** Start of Passage to read **

Anyway, the purpose isn't visualization after the program has run, it is 
more like

    pretty(log_stream) << my_particle;

in the code itself.  I'm catering to printf-style debugging.  This is 
what the Beakers (jargon for "Physicists"... think Dr. Benson Honeydew 
and his assistant...)  like to do, and since I'm ripping out the old 
serialization method (from the root analysis toolkit, which involves 
running your headers through a quasi-compiler which generates 
serialization functions, and which pukes the moment it sees anything in 
namespace boost...)  and since the beakers will react violently to this 
at first,  it would be good to toss them a bone as well, like "you get 
ToStream(ostream&) for free".  Now that I see memoization_archive, I see 
I can give them something else, too....

But to focus on reformatting as you suggest, I could concievably do it 
with some kind of xml-reformatting stream.   Make a convenience function 
that wraps the insertion into xml_oarchive(stringstream) and the pass 
through the tag-removing reformatter.   Would be a good opportunity to 
play with iostreams.  Yeah, sounds good.  OK.
...
I'm not sure I'm convinced of this.
I recommend the following when you make a new archive
a) run the code module for the new archive through Gimple LINT and fixup the
obvious oversights.
b) make a file similar to text_archive.hpp in the test directory for your
new archive - new_archive.hpp
c) modify the Jamfile in the serialization test directory to include your
new archive archive
d) invoke the batch/script file run_archive_test <compiler>
<new_archive.hpp>
This will run all the serialization tests against your new archive.  It
takes a while - but its worth it.
Sure.  I did this with variant, it works great.
...
I recommend the following when you make a new serializable class.
a) run the code module for the new serializable class through Gimple LINT
and fixup the obvious oversights.
b) using the other tests as a basis, make a new test for your new
serializable class.
c) in the course of this you may have to make additions to your new class
such as operator= or you might not.  Perhaps, adding a global
operator=(const T lhs &, const T &rhs) might be added just to the test.
d) add test for your new class to the Jamfile in serialization/test
e) invoke batch/shell script runtest <compiler> to generate a table of all
tests including your new one.  These tests will run your new class against
all currently defined archives.  This is important as some archives are not
sensitive to some errors.  For example, tagged XML can recover from some
errors whereas the more efficient native binary cannot.
I've already learned from experience to have the testsuites run on all 
archive types automatically, if for no other reason than to catch places 
where you've forgotten to use make_nvp().  I'm with you.

** End of Passage to read **

▶ Parts of the exercise:
(A) In the serialization thread, which steps are recommended when you make a new archive? List every one.
(B) Could you arrange the rows between the line holding "the blue latex" and the end of the rows, inclusive, as a JSON list of strings, one per line, with blank lines left out?

** Start of Dataset records **

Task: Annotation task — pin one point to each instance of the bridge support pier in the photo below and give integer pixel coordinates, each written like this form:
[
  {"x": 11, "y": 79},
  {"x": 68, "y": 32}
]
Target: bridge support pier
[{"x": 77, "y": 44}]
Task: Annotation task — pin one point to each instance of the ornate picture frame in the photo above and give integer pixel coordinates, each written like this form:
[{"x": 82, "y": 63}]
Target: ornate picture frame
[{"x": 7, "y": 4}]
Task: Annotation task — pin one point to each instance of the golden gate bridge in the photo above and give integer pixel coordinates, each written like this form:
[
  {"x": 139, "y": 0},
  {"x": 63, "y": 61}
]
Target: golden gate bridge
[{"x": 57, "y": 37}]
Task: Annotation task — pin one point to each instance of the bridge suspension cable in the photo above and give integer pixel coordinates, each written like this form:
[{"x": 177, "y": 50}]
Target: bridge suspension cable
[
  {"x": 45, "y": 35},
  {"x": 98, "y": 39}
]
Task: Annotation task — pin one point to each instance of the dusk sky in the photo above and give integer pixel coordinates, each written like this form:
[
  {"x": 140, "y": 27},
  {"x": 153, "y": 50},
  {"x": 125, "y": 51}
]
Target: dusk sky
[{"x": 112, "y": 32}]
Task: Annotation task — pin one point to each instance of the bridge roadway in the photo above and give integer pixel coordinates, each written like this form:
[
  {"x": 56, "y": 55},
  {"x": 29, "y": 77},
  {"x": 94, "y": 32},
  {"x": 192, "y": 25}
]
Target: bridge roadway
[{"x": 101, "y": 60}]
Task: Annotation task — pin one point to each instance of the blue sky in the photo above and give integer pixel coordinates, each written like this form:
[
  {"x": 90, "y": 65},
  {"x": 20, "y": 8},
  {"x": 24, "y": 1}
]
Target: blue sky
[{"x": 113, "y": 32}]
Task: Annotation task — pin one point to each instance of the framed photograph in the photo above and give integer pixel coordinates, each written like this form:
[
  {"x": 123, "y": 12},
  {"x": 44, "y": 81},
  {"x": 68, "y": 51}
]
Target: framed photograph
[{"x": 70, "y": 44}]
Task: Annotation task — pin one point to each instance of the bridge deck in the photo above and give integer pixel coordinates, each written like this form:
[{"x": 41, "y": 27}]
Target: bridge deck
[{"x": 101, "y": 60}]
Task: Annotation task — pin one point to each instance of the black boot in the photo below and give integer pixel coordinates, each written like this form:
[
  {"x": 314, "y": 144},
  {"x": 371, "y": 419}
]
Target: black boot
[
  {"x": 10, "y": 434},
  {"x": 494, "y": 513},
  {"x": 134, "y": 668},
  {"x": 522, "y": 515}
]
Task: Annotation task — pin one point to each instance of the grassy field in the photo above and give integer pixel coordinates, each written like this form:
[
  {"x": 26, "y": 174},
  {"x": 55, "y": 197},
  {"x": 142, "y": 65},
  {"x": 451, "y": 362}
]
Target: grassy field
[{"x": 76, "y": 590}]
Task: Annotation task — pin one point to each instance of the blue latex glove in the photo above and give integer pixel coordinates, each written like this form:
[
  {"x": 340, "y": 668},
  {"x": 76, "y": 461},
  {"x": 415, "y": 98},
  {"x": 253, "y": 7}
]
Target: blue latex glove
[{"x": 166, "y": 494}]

** End of Dataset records **

▶ Answers by task:
(A)
1. Run the code module for the new archive through Gimple LINT and fix up the obvious oversights.
2. Make a file similar to text_archive.hpp in the test directory for the new archive (new_archive.hpp).
3. Modify the Jamfile in the serialization test directory to include the new archive.
4. Invoke the batch/script file run_archive_test <compiler> <new_archive.hpp>.

(B)
[
  "Task: Annotation task — pin one point to each instance of the blue latex glove in the photo above and give integer pixel coordinates, each written like this form:",
  "[",
  "  {\"x\": 340, \"y\": 668},",
  "  {\"x\": 76, \"y\": 461},",
  "  {\"x\": 415, \"y\": 98},",
  "  {\"x\": 253, \"y\": 7}",
  "]",
  "Target: blue latex glove",
  "[{\"x\": 166, \"y\": 494}]"
]